C. Causadas por incompreensão por parte do copista;

1. Evolução da pronúncia. Um bom exemplo hebraico desse fenômeno vincula-se ao caso descrito abaixo, no item 3. No grego, temos a diminuição gradual da distinção fonética entre êta e epsilon, resultando em equívocos como o de Marcos 14.31, onde um copista escreveu "mê" em vez de "me", resultando na seguinte frase de Pedro: "Se não for necessário morrer contigo, de nenhum modo te negarei".

2. Evolução da forma das letras. Em certos períodos da história paleográfica do hebraico, as letras daleth e resh (D e R) tornaram-se praticamente indistinguíveis, assim como as letras vav e yod (W e Y). Daí decorrem, por exemplo, várias diferenças na grafia de nomes próprios, como de Dodanim para Rodanim em Gênesis 10.4 e 1 Crônicas 1.7.

[Material fornecido]:
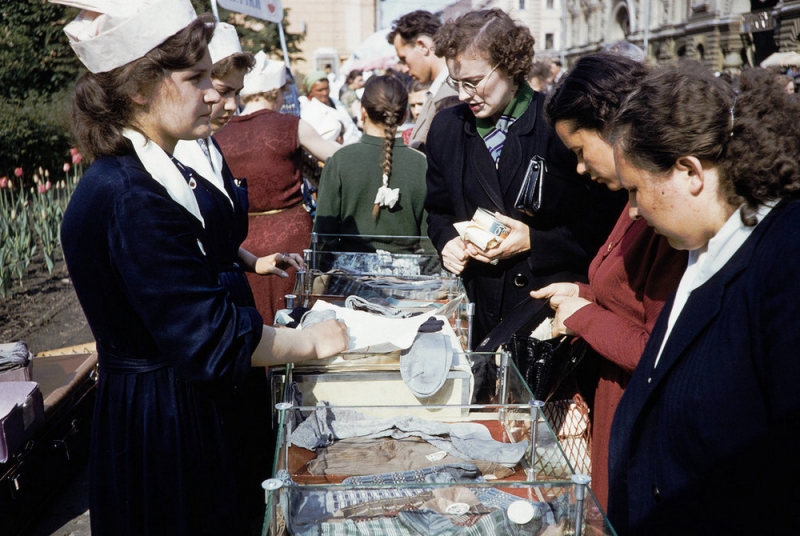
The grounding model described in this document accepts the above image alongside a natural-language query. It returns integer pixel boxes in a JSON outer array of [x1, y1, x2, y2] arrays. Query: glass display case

[Instrução dada]:
Responda com base no trecho sobre erros de copistas:
(a) Em Marcos 14.31, que palavra um copista escreveu no lugar de "me"?
(b) Que pares de letras hebraicas se tornaram praticamente indistinguíveis em certos períodos?
(c) Em quais passagens aparece a diferença entre Dodanim e Rodanim?

[Resposta abaixo]:
(a) "mê".
(b) Daleth e resh (D e R), e vav e yod (W e Y).
(c) Gênesis 10.4 e 1 Crônicas 1.7.